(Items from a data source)
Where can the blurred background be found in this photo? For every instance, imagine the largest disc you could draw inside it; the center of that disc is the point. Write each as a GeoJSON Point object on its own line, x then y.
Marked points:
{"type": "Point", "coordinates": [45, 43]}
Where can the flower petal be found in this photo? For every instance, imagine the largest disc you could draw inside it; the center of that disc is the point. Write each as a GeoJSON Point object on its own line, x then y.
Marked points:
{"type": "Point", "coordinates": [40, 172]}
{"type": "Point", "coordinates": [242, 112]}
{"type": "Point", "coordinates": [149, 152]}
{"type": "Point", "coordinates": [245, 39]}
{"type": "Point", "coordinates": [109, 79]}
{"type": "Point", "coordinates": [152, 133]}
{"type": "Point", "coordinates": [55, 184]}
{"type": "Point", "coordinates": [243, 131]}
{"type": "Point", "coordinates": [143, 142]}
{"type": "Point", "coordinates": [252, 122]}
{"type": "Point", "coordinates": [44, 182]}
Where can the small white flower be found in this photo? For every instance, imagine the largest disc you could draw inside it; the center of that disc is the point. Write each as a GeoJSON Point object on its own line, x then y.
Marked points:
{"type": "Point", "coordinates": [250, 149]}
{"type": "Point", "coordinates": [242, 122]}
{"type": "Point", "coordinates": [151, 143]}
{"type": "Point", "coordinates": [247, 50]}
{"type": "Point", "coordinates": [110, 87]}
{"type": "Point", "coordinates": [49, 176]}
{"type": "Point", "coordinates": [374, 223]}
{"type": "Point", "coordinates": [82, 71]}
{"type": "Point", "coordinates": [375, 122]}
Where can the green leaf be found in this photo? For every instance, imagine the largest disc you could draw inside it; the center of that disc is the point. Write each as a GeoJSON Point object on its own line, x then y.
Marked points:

## EXERCISE DESCRIPTION
Send back each record exactly as it stands.

## FULL SOLUTION
Where can the blurred background be found in this photo? For every instance, imagine the largest disc you could draw inside it; the center of that disc is the point. Write each as a GeoJSON Point object on its own line, x then y.
Marked points:
{"type": "Point", "coordinates": [45, 43]}
Where can the flower petal be found in this photo? For every instance, imagine the largest disc you could draw inside it; the center of that disc is the point. Write each as a GeoJSON Point object on its own line, x then y.
Marked points:
{"type": "Point", "coordinates": [40, 172]}
{"type": "Point", "coordinates": [242, 112]}
{"type": "Point", "coordinates": [149, 152]}
{"type": "Point", "coordinates": [245, 39]}
{"type": "Point", "coordinates": [109, 79]}
{"type": "Point", "coordinates": [152, 133]}
{"type": "Point", "coordinates": [55, 184]}
{"type": "Point", "coordinates": [243, 131]}
{"type": "Point", "coordinates": [143, 142]}
{"type": "Point", "coordinates": [252, 122]}
{"type": "Point", "coordinates": [44, 182]}
Where can the small white flower be found in this photo? For every instance, imagine the largest disc you could draw inside it; the center of that disc is the point. Write each as a GeoJSON Point object on its own line, x then y.
Marked points:
{"type": "Point", "coordinates": [250, 149]}
{"type": "Point", "coordinates": [242, 122]}
{"type": "Point", "coordinates": [151, 143]}
{"type": "Point", "coordinates": [247, 50]}
{"type": "Point", "coordinates": [110, 87]}
{"type": "Point", "coordinates": [49, 176]}
{"type": "Point", "coordinates": [374, 223]}
{"type": "Point", "coordinates": [82, 71]}
{"type": "Point", "coordinates": [375, 122]}
Where can the green leaf be found in this photo? For every instance, imagine the largest disc you could draw inside it; the center of that disc is the point. Write each as a GeoJSON Point object on its own line, x then y.
Marked points:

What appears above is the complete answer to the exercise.